| Descrizione del problema |
Conta le righe qui sotto in cui compare la stringa "neck", tenendo conto di maiuscole e minuscole, e riporta soltanto il numero.

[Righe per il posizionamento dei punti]
+++

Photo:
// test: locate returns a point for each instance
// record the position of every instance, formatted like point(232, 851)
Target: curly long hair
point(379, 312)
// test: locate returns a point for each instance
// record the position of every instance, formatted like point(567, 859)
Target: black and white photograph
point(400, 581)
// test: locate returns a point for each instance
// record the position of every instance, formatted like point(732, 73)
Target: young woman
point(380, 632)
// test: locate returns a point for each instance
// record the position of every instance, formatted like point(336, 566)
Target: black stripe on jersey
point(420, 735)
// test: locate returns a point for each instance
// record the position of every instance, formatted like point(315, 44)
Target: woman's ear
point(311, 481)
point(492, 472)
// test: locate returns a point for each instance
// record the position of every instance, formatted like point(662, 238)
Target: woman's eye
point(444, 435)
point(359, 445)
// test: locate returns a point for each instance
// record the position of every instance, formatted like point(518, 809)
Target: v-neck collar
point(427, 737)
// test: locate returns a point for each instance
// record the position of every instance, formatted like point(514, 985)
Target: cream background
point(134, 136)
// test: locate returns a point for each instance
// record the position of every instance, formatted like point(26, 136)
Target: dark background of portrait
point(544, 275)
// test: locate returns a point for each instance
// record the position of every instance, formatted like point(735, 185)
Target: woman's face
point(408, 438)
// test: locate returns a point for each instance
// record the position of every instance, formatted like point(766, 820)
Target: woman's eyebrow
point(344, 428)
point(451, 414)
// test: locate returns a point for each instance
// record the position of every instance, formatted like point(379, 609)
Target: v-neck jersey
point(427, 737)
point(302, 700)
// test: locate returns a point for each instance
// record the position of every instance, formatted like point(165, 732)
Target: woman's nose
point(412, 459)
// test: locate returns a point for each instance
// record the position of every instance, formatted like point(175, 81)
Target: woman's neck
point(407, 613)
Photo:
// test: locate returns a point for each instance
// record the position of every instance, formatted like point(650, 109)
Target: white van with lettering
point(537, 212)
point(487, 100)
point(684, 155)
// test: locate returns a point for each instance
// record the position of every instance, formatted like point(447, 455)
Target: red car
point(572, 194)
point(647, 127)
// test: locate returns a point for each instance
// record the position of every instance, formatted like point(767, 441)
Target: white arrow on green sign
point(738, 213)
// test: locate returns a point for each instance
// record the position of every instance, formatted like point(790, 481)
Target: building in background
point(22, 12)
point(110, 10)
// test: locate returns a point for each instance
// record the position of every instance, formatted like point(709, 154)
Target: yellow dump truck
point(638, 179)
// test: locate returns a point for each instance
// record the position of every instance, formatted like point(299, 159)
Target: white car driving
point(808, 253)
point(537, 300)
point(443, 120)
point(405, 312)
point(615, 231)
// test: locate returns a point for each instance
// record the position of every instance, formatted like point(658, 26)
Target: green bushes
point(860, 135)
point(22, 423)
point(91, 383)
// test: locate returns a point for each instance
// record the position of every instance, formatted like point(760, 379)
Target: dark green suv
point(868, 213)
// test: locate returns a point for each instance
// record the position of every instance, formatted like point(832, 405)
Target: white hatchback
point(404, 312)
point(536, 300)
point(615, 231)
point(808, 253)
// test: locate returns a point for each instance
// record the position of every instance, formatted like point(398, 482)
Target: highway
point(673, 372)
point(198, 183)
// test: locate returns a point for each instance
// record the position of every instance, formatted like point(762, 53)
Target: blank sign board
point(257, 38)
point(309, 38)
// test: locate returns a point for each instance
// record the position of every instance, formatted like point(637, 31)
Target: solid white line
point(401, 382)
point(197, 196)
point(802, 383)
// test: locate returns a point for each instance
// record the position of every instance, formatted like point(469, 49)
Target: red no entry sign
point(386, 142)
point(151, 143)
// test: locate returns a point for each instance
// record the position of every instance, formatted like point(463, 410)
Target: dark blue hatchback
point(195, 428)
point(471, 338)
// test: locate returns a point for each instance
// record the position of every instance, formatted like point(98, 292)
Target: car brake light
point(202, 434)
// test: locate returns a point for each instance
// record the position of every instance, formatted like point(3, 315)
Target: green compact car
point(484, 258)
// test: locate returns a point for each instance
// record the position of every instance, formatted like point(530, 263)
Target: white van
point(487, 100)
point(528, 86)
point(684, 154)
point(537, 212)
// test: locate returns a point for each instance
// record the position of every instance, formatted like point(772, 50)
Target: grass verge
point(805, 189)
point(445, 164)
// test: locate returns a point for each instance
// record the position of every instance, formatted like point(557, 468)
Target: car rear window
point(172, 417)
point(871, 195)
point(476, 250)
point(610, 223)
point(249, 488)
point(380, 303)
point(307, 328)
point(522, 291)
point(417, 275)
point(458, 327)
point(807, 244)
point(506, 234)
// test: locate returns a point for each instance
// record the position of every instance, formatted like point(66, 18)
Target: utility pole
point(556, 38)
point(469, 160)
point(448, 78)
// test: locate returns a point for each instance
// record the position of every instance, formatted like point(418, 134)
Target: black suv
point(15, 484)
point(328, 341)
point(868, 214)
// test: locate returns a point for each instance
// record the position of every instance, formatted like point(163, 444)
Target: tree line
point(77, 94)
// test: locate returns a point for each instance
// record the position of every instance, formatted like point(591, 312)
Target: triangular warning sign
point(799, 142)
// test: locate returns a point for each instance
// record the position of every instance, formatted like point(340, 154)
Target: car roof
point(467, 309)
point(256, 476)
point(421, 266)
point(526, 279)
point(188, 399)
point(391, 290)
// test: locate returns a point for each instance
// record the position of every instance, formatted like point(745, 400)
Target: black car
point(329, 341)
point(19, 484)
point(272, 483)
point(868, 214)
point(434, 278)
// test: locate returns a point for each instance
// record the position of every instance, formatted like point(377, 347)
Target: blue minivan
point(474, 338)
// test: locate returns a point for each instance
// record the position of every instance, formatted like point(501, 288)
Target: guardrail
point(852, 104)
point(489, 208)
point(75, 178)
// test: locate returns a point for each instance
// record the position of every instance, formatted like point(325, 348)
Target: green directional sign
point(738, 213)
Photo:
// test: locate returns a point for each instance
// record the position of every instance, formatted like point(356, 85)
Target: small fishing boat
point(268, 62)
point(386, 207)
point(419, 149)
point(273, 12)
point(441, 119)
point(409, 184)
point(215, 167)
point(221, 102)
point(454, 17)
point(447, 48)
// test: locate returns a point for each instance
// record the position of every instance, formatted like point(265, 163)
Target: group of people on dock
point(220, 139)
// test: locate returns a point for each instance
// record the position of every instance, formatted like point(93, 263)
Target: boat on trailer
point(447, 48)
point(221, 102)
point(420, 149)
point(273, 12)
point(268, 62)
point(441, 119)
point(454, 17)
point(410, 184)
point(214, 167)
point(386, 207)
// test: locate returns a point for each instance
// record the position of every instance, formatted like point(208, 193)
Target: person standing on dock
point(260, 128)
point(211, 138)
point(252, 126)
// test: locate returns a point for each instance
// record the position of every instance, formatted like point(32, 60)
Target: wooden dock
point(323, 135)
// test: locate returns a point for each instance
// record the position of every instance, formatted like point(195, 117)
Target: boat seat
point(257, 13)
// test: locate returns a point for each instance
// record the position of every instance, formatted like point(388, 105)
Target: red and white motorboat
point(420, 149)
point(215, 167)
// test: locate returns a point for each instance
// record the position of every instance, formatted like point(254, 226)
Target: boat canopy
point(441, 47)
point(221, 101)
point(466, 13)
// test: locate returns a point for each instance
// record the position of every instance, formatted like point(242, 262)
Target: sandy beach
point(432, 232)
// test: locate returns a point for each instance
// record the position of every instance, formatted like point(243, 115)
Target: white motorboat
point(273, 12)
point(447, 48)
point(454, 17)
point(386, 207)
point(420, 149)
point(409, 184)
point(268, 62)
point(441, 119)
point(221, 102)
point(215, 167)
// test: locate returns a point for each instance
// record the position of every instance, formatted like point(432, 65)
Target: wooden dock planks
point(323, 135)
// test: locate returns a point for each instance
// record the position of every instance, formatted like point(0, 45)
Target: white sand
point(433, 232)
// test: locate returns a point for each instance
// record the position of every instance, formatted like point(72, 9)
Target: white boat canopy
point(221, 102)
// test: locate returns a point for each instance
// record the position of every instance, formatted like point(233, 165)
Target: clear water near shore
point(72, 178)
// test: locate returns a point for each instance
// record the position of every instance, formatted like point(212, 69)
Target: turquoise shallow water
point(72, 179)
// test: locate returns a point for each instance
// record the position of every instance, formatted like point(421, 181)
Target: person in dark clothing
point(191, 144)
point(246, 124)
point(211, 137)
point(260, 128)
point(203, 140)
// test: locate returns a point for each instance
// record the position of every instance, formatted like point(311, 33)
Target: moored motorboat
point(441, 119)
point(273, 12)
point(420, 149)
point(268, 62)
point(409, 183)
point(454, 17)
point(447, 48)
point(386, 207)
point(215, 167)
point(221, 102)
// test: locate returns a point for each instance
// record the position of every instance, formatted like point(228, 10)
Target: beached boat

+++

| Output completo |
3